**Document excerpt**
========================================

Our primary concern when it comes to homework solutions is cheating. We don't want to be blacklisted, which has happened before (hint hint, Gonbe, it's not just an arbitrary guideline). Solutions that are conceptually helpful by solving the problem or a similar problem, but practically unhelpful because they're too advanced to be turned in directly are generally acceptable because it makes cheating difficult.

or didn't know how so by you giving them the answer it does them nothing but get them further behind in their lessons.

Let's consider two of the most likely situations where the student is unwilling to take an example and learn from it:

  1. He's in a programming class: In this situation, he would have failed in short order regardless, so getting further behind isn't the catastrophe that your statement makes it out to be.

  2. He's teaching himself: Nobody is hurt in this situation except him, and if he's unwilling to do any work with provided examples and working code to really understand them, failure in the venture was guaranteed before it even started.

If you fell posting a solution that is too advanced for them to turn in then I'm fine with that. I'd just hate to see something I wrote getting turned in and people asking me why I gave someone a complete program for a homework problem.

+1 Gonbe and deceptikon.

People do learn by going through, reasoning about, and then understanding a solution to a problem. Someone learning programming is not all that much different from a child learning to speak - the child learns by listening to people speak correctly.

========================================

**Excerpted records**
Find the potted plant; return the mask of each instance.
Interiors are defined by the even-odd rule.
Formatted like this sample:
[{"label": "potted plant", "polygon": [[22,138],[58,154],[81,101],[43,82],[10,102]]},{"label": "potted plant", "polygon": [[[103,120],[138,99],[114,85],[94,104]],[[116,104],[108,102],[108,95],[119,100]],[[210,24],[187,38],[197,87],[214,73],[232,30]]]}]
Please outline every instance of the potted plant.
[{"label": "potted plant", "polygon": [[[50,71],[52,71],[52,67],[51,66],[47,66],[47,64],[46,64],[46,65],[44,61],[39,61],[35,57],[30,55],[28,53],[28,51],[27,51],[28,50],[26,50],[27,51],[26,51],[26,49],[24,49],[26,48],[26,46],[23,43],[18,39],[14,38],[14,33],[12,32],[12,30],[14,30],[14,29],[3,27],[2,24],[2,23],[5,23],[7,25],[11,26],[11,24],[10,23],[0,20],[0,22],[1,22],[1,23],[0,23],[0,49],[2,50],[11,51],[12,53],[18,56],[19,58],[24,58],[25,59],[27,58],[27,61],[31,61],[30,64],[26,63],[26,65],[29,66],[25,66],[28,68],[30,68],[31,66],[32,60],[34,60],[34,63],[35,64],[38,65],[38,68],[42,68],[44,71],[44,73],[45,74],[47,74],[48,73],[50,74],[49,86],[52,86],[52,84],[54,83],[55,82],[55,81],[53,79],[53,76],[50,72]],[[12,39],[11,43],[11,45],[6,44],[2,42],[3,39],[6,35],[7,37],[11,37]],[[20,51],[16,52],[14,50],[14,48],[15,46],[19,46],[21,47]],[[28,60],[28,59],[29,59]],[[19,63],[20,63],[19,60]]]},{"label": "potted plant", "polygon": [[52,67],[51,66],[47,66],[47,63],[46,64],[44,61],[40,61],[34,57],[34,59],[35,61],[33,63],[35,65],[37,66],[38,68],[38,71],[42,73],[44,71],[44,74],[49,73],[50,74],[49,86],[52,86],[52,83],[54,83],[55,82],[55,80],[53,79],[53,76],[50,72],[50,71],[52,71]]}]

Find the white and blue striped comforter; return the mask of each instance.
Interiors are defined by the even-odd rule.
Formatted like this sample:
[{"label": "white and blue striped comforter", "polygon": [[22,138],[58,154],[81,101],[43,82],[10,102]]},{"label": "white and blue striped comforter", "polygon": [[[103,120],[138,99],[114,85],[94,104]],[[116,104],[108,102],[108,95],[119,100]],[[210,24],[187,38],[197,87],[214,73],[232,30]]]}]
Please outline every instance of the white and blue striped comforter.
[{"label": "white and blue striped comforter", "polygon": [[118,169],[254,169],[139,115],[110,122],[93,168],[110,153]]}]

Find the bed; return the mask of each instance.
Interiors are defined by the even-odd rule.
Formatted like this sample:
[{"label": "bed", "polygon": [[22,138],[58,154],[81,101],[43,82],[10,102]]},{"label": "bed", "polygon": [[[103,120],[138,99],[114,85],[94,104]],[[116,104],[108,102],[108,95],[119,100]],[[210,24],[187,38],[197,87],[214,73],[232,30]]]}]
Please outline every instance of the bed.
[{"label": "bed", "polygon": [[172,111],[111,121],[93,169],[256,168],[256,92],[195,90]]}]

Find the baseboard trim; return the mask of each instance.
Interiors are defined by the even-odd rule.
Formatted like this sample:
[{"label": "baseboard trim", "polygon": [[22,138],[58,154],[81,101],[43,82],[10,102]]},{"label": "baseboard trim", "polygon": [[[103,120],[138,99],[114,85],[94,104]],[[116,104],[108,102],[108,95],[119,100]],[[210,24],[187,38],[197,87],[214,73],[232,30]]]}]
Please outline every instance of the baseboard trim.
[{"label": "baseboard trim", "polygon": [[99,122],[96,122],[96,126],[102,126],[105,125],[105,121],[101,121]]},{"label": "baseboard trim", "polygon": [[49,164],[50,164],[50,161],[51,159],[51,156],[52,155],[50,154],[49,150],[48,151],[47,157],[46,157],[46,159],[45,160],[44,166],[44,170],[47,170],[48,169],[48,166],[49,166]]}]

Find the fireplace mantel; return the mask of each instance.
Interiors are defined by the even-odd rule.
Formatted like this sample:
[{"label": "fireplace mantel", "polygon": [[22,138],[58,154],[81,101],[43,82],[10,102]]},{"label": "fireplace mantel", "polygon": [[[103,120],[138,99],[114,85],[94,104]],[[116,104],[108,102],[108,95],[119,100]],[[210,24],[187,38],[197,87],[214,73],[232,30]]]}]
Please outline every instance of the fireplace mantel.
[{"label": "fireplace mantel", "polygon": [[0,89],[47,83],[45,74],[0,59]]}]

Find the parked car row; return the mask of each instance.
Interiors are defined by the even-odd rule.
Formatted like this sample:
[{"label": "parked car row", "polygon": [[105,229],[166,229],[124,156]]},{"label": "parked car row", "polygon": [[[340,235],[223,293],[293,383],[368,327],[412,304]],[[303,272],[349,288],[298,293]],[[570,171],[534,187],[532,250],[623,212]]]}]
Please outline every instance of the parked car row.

========================================

**Tasks and exercises**
1. Decide whether each statement agrees with the discussion of homework solutions, answering yes or no and quoting the words from the discussion that settle it: (a) the main worry about homework solutions is cheating; (b) solutions too advanced to be turned in directly are generally unacceptable; (c) someone learning programming is compared to a child learning to speak.
2. Rewrite the records from the line with "Find the fireplace" through the end of the records, raising every coordinate in the answers by 7 and keeping all requests.

**Final answers**
1.
(a) Yes. "Our primary concern when it comes to homework solutions is cheating."
(b) No. "are generally acceptable because it makes cheating difficult."
(c) Yes. "Someone learning programming is not all that much different from a child learning to speak"

2.
Find the fireplace mantel; return the mask of each instance.
Interiors are defined by the even-odd rule.
Formatted like this sample:
[{"label": "fireplace mantel", "polygon": [[22,138],[58,154],[81,101],[43,82],[10,102]]},{"label": "fireplace mantel", "polygon": [[[103,120],[138,99],[114,85],[94,104]],[[116,104],[108,102],[108,95],[119,100]],[[210,24],[187,38],[197,87],[214,73],[232,30]]]}]
Please outline every instance of the fireplace mantel.
[{"label": "fireplace mantel", "polygon": [[7,96],[54,90],[52,81],[7,66]]}]

Find the parked car row; return the mask of each instance.
Interiors are defined by the even-odd rule.
Formatted like this sample:
[{"label": "parked car row", "polygon": [[105,229],[166,229],[124,156]]},{"label": "parked car row", "polygon": [[[340,235],[223,293],[293,383],[368,327],[412,304]],[[303,272],[349,288],[298,293]],[[570,171],[534,187],[532,250],[623,212]]]}]
Please outline every instance of the parked car row.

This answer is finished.